**What to produce**: Beginning with the line containing "Target: distant hill" and ending with the last line of the entries below, copy each line exactly and nothing else.

****

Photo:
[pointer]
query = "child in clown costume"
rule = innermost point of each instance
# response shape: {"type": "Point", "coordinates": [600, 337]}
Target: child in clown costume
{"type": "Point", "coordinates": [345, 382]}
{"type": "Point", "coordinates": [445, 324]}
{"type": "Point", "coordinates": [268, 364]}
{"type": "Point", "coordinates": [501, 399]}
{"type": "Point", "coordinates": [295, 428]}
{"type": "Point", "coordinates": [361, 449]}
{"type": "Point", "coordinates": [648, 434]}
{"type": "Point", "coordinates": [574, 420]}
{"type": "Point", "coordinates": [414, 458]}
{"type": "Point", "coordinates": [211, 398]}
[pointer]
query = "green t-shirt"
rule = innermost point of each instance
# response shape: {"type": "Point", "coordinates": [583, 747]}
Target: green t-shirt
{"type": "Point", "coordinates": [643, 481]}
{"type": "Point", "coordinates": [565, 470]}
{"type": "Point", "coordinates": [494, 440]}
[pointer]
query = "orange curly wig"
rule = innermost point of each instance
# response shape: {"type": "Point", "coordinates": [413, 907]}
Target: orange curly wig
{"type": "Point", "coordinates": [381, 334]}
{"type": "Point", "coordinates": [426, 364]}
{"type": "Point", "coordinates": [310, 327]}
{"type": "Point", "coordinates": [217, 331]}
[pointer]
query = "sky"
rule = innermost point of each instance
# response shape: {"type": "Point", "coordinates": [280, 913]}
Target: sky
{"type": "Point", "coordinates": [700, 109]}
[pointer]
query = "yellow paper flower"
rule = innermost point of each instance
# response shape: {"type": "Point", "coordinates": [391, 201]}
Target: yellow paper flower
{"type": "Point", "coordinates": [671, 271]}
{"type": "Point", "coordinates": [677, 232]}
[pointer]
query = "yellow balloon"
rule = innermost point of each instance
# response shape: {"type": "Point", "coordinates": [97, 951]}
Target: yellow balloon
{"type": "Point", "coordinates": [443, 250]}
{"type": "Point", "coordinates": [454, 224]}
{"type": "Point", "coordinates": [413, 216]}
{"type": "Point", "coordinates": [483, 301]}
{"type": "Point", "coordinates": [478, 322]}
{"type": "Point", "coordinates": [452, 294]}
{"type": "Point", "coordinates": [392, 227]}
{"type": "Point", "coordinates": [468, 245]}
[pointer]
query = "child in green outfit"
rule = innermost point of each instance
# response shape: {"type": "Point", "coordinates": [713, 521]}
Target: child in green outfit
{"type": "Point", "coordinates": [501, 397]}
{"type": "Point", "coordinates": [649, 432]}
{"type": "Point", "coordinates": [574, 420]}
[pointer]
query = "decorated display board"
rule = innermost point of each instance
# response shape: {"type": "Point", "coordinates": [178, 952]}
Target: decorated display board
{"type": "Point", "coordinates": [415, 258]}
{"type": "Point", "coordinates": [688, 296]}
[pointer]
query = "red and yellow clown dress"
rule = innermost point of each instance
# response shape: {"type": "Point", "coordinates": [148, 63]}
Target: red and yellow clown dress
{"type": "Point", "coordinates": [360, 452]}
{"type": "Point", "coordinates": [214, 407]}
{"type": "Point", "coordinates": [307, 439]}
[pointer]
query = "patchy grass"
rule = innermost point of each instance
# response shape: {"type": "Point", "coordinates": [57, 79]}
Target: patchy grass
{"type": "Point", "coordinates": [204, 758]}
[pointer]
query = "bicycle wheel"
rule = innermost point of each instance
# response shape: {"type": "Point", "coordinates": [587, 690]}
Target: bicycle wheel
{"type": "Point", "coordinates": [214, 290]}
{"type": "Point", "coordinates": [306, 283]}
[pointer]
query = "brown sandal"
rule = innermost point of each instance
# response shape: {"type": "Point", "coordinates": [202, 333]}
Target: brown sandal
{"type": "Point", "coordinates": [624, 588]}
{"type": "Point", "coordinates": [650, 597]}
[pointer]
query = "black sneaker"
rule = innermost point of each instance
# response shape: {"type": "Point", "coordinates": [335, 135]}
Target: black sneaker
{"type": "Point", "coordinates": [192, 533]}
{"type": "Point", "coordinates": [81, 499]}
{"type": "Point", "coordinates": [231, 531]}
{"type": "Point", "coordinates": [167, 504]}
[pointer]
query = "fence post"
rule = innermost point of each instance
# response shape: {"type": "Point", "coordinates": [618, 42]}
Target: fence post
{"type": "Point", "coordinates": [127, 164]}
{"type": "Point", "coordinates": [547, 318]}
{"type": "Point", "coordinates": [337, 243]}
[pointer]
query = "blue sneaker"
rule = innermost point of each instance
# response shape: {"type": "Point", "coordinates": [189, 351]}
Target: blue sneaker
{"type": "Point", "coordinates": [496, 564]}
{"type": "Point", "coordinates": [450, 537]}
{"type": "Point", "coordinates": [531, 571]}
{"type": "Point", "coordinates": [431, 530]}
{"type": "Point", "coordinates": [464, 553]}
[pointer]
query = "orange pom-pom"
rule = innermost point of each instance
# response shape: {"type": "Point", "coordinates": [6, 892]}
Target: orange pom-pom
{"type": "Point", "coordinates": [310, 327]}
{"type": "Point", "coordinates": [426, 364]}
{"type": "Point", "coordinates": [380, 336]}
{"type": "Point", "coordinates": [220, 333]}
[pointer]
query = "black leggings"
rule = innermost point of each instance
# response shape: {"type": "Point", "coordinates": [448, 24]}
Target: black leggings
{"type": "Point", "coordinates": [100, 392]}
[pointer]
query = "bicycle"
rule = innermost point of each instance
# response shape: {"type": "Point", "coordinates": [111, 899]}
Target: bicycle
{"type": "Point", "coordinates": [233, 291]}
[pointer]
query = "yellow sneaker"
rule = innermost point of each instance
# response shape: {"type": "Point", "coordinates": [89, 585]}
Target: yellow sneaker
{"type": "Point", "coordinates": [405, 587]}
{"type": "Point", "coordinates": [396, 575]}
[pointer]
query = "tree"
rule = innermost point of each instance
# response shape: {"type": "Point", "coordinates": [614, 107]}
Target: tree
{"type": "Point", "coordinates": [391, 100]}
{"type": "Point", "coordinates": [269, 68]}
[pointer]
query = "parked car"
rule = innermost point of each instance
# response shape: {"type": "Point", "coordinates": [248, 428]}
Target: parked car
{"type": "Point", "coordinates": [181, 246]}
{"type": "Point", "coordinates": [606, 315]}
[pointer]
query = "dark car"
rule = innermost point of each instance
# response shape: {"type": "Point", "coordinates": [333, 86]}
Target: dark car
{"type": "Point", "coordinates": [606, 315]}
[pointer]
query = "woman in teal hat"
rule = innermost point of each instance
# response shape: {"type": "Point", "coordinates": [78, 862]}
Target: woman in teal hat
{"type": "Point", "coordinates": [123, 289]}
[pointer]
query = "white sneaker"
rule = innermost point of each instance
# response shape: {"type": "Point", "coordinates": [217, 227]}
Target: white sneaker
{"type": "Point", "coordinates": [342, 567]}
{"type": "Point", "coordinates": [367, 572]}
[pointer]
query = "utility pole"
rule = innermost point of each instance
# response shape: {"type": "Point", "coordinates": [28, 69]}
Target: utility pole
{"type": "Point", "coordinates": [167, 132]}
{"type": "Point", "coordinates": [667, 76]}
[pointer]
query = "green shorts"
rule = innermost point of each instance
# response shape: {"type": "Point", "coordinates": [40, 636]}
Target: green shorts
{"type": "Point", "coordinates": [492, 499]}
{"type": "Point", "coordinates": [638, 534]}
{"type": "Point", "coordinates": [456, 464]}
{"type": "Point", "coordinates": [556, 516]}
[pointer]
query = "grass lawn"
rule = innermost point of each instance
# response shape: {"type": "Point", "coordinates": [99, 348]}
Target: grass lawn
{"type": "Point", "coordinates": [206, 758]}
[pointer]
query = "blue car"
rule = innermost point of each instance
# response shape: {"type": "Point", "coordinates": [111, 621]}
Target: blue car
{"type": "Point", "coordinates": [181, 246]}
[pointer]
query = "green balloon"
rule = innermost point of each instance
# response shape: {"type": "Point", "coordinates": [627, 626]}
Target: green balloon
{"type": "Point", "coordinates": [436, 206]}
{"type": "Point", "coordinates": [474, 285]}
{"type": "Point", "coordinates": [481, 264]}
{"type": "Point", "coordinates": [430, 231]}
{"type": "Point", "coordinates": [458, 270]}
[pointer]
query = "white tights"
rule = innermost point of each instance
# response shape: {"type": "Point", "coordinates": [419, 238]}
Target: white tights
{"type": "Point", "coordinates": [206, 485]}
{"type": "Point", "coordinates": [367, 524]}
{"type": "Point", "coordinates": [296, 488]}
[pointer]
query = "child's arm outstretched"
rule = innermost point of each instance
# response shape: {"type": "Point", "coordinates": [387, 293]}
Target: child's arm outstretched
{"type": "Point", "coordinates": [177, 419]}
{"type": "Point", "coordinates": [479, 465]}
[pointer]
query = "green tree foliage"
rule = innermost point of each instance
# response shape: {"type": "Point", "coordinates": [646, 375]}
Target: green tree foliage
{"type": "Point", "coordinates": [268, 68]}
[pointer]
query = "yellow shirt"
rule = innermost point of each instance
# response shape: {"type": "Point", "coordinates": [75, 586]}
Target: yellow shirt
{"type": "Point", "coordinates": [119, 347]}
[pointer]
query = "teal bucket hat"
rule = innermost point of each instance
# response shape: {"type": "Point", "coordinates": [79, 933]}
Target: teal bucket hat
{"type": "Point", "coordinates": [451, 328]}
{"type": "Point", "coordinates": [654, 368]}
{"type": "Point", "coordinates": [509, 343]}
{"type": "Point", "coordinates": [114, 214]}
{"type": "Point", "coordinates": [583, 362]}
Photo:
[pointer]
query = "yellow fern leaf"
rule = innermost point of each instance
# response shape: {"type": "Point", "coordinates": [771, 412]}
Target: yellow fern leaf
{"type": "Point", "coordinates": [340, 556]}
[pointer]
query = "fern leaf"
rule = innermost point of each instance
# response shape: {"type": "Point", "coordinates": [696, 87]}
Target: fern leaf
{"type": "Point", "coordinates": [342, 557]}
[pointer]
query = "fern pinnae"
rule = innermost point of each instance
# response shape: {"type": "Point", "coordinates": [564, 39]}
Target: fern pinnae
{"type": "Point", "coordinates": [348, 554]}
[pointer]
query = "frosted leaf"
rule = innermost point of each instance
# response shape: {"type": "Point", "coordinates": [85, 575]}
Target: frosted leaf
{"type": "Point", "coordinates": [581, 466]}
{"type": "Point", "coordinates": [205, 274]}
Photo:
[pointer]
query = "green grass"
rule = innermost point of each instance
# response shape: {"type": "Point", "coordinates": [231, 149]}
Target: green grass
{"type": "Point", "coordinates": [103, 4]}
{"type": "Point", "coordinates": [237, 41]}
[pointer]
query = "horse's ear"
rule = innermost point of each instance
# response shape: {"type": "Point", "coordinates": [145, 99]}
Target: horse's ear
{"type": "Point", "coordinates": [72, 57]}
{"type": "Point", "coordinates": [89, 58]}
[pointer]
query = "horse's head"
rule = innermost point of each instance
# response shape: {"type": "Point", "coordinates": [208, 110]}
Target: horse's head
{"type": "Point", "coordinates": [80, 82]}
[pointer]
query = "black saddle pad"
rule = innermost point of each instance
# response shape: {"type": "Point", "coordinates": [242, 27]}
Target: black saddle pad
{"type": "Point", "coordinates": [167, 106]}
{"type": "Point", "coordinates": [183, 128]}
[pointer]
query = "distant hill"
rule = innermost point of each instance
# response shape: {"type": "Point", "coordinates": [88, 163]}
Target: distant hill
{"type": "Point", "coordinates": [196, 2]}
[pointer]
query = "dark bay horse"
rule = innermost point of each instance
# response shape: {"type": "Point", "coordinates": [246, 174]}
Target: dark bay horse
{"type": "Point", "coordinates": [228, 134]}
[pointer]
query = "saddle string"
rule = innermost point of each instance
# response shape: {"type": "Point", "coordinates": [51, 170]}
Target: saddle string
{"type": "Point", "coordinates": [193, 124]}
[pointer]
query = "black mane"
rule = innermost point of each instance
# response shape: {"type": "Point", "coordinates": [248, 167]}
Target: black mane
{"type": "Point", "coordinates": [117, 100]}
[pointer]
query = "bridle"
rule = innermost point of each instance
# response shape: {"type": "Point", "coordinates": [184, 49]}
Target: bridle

****

**Response area**:
Target: distant hill
{"type": "Point", "coordinates": [196, 2]}
[pointer]
query = "dark bay horse"
rule = innermost point of each instance
# response shape: {"type": "Point", "coordinates": [246, 174]}
Target: dark bay horse
{"type": "Point", "coordinates": [228, 134]}
[pointer]
query = "saddle string"
rule = innermost point of each instance
# response shape: {"type": "Point", "coordinates": [51, 170]}
Target: saddle string
{"type": "Point", "coordinates": [193, 124]}
[pointer]
query = "black mane"
rule = innermost point of each instance
# response shape: {"type": "Point", "coordinates": [248, 167]}
Target: black mane
{"type": "Point", "coordinates": [117, 100]}
[pointer]
query = "bridle"
rule = innermost point of each instance
# response shape: {"type": "Point", "coordinates": [184, 49]}
Target: bridle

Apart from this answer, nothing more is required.